Right. We didn't pay attention that the spec would reflect reality, and 
the reality was a bad decision :)

> 
> Regardless of the chosen path, I think the spec should be clarified -
> the meaning of "queue only exists if <feature> is set" leaves the
> reader with too many questions:

Right, that's what we've been discussing.

> - What does "if <feature> is set" mean? If it's advertised by the
> device? If it's acked by the driver? (To me, "set" definitely hints at
> the latter, but it should be explicit.)

Currently it's "feature is offered by the device".

> - What does it mean for a virtqueue to "exist"? Does that queue index
> disappear from the numbering if it does not exist, sliding all of the
> later queues down?

Currently it's like that, yes.

> If so, the spec should really not have the static
> queue numbers listed for the later queues, since they are only correct
> if all previous feature-dependent queues were also "set", whatever
> that means.

Yes, that's also what we've been discussing. And that started restarted 
the whole "can we fix device/drivers instead" :)

> 
> The way crosvm interpreted this was:
> - "if <feature> is set" means "if the device advertised <feature>
> *and* driver acknowledged <feature>"

→ **Given task A**
In the virtio spec discussion, what does "if <feature> is set" currently mean?
→ **Given task B**
Extend the virtio spec discussion, starting right after its last line.
The records below this point come from a separate source.

→ **Information provided**
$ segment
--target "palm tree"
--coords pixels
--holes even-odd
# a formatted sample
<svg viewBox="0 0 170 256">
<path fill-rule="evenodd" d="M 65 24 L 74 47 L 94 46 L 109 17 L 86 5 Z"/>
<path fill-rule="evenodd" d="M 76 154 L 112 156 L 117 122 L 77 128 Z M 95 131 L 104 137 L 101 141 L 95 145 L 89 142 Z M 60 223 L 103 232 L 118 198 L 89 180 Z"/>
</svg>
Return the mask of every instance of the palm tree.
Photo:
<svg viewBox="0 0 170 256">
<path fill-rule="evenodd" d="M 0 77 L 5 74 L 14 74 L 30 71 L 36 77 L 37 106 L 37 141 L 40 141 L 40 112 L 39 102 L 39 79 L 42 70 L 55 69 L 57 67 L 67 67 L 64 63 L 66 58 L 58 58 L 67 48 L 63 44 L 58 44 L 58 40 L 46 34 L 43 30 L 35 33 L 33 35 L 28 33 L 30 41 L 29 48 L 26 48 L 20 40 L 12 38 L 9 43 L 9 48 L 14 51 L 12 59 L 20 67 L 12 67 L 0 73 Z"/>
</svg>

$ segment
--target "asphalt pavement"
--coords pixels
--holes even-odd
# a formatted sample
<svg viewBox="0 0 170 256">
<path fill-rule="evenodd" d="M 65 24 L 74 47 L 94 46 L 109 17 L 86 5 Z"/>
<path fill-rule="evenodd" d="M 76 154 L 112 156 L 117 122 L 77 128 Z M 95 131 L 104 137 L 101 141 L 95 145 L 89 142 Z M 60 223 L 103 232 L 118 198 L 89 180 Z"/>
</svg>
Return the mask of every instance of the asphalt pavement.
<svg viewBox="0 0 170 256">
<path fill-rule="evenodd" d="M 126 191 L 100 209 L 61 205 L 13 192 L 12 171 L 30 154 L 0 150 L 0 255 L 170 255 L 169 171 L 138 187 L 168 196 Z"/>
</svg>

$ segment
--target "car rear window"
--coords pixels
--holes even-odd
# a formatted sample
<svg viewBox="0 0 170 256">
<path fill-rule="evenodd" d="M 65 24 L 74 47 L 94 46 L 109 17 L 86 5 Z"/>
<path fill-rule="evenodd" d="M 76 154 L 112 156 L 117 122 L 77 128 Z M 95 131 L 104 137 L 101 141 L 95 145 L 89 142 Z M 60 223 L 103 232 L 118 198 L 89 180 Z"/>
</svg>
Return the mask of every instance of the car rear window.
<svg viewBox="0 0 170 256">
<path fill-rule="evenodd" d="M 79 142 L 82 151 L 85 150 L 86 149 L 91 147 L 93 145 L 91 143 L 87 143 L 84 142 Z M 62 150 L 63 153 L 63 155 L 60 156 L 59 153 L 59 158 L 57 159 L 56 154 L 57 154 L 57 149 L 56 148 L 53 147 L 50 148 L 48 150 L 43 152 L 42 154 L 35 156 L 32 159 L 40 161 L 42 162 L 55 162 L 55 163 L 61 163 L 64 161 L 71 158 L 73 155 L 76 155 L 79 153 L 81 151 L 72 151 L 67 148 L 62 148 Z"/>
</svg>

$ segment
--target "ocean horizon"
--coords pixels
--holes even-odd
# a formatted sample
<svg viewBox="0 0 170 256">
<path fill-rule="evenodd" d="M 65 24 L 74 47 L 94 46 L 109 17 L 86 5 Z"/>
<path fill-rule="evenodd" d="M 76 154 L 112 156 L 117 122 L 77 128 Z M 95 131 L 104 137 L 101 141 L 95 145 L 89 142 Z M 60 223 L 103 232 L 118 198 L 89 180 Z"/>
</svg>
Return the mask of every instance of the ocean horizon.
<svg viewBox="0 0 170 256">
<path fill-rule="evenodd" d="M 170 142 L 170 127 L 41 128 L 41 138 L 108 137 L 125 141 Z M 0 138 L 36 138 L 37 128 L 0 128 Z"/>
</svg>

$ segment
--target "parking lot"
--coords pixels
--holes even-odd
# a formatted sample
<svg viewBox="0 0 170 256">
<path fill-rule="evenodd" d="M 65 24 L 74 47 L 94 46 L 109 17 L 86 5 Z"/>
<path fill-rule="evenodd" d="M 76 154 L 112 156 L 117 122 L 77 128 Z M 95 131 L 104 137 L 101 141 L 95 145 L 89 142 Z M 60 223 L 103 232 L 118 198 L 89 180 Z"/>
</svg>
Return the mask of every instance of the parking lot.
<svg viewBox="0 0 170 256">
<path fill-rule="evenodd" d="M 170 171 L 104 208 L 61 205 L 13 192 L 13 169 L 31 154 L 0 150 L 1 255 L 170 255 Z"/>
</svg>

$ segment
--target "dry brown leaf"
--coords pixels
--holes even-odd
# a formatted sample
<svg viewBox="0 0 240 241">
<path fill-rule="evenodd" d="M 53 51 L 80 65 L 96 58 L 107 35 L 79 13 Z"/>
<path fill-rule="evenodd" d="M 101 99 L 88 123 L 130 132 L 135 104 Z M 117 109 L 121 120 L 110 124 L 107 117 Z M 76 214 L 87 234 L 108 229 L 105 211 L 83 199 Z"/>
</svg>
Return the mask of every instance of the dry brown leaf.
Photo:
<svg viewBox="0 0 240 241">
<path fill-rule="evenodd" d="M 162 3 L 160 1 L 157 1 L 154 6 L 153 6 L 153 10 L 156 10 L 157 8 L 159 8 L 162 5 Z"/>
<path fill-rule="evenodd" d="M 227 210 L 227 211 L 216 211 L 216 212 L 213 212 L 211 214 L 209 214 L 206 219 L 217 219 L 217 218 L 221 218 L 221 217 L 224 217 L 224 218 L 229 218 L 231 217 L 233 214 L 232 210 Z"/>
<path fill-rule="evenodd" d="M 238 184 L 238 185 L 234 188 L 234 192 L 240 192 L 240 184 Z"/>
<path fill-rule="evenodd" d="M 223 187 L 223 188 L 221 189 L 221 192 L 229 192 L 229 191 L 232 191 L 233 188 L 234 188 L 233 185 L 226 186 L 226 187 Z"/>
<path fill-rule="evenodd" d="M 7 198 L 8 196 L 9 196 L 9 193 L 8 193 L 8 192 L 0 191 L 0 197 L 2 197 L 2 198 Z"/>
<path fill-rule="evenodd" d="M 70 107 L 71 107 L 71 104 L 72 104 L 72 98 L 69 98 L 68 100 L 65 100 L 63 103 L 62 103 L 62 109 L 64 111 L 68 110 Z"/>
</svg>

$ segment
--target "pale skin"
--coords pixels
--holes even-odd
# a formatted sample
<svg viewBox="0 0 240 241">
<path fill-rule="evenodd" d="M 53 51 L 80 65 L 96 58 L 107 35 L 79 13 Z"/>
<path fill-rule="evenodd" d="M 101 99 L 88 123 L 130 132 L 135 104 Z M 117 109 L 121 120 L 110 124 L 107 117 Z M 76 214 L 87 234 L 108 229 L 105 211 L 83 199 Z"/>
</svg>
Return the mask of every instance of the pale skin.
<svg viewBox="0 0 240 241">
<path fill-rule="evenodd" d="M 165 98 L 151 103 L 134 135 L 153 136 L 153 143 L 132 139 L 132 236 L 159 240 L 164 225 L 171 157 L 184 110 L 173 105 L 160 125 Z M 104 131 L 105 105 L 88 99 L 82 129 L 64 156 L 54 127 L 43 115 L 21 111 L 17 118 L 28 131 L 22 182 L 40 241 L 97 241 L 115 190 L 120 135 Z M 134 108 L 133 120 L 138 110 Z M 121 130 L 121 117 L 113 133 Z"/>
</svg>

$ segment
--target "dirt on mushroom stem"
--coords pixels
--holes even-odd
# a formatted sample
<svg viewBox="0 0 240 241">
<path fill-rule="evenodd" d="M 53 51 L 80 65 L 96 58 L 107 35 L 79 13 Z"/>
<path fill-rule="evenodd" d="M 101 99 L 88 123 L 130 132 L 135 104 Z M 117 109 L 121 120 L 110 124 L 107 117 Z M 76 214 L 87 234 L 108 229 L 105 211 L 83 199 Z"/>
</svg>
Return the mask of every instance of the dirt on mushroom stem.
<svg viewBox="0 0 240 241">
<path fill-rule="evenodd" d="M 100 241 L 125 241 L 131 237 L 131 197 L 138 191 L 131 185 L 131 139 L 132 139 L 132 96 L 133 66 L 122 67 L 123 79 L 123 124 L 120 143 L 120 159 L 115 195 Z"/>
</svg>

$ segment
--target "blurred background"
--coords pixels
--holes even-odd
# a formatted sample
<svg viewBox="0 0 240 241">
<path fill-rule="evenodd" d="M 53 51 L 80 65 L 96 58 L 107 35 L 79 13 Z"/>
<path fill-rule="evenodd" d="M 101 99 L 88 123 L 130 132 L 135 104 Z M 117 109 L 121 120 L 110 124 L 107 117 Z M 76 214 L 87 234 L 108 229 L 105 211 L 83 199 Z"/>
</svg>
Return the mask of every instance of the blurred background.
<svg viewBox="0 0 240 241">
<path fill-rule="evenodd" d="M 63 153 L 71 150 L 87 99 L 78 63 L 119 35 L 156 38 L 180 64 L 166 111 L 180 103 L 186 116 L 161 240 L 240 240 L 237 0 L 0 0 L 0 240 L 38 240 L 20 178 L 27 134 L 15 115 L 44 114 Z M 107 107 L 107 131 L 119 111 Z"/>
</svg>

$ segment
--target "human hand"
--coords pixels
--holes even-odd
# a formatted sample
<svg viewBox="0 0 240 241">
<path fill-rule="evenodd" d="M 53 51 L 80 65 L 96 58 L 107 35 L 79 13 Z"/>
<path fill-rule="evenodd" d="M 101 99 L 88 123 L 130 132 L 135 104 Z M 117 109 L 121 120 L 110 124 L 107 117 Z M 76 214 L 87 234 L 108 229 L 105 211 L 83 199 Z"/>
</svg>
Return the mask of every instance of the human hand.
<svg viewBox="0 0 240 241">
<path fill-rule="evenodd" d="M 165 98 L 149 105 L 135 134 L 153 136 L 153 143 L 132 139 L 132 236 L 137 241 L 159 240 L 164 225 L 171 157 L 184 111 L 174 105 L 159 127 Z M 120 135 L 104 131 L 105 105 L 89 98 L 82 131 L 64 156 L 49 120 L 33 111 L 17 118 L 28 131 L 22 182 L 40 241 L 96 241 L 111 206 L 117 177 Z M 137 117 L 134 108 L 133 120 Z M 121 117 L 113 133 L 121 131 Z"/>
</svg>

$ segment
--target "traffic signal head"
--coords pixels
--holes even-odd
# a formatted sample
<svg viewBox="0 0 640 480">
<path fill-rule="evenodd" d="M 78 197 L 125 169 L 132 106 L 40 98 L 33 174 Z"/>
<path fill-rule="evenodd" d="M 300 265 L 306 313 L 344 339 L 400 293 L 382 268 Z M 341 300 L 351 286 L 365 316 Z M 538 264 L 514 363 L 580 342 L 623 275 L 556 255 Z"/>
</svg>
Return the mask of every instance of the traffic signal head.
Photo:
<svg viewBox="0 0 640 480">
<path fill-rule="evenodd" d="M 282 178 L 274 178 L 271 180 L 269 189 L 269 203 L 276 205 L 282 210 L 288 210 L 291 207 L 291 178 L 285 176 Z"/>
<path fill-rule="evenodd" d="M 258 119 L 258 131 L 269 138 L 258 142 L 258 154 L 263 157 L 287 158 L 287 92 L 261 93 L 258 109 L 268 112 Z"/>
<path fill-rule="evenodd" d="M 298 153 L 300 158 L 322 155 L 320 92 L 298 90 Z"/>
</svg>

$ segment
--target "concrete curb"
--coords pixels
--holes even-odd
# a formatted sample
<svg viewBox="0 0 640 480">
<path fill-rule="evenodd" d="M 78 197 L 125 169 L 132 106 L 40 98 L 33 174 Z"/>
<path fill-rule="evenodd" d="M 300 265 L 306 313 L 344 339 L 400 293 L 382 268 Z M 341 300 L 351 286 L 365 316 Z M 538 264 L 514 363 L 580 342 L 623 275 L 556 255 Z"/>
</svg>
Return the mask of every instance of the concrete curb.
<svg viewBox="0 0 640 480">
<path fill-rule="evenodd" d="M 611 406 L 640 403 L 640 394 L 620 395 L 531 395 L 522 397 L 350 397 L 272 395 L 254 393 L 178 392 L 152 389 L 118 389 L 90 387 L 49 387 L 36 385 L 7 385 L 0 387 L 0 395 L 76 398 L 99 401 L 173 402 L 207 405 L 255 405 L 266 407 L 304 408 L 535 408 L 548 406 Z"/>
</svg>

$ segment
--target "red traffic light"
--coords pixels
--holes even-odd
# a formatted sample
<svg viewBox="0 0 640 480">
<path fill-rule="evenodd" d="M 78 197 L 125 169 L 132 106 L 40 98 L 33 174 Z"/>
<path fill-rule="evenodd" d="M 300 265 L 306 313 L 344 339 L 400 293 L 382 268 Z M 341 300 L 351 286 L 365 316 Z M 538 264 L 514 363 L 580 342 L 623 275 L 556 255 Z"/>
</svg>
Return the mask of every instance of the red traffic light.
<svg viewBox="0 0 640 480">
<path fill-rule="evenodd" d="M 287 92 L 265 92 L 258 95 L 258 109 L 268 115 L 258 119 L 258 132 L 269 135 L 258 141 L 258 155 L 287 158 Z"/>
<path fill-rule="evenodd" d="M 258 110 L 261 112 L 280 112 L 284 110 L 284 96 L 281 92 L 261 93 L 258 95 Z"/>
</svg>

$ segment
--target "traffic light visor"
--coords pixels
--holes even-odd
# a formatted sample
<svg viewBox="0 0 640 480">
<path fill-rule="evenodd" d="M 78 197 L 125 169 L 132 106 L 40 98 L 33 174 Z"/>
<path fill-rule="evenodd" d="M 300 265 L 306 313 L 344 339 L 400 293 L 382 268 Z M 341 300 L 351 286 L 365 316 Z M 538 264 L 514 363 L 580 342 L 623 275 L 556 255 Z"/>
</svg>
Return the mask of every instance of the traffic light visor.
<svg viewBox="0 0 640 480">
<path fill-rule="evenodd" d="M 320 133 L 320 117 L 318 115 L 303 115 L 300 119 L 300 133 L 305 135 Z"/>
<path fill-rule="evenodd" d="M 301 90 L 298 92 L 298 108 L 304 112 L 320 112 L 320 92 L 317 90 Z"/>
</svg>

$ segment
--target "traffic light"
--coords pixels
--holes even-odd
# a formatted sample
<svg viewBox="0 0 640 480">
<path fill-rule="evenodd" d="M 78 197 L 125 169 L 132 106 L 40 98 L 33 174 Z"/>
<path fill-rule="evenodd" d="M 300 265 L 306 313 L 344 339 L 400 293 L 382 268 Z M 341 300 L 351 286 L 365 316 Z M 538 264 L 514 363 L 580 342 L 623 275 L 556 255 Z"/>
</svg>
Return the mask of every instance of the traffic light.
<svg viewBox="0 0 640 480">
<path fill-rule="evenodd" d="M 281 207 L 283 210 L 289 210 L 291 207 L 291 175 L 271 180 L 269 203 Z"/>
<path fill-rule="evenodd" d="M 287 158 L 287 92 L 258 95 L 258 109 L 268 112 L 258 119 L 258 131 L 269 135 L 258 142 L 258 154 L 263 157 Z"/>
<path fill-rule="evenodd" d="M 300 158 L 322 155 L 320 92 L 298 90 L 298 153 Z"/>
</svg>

→ **Result A**
It means the feature is offered by the device.

→ **Result B**
> - "queue only exists" means "if <feature> was not acked, the
> corresponding virtqueue cannot be enabled by the driver" (attempting
> to set queue_enable = 1 has no effect).
> - Any later virtqueues are unaffected and still have the same queue indexes.

Yes, that matches my understanding.

> 
> The way QEMU interpeted this (I think, just skimming the code and
> working from memory here):
> - "if <feature> is set" means "if the device advertised <feature>" (it
> is checking host_features, not guest_features)

Right, "offered features".

> - "queue only exists" means "if <feature> was not offered by the
> device, all later virtqueues are shifted down one index"

Exactly.

> 
> ---
> 
> The spec for the filesystem device has a similar issue to the balloon device:
> - Queue 0 (hiprio) is always available regardless of features.
> - Queue 1 (notification queue) has a note that "The notification queue
> only exists if VIRTIO_FS_F_NOTIFICATION is set."
> - Queue 2..n are supposed to be the request queues per the numbering
> in the spec.
> 
> This is how it has been specified since virtio 1.2 when the fs device
> was originally added. However, the Linux driver (and probably all
> existing device implementations - at least virtiofsd and crosvm's fs
> device) don't support VIRTIO_FS_F_NOTIFICATION and use queue 1 as a
> request queue, which matches the QEMU/Linux interpretation but means
> the spec doesn't match reality again.

Yes, these are the two known cases we have to sort out.

Thanks for the information on crossvm, and that whatever we decide to 
do, adjusting crossvm should not be a big problem (at least for now :) ).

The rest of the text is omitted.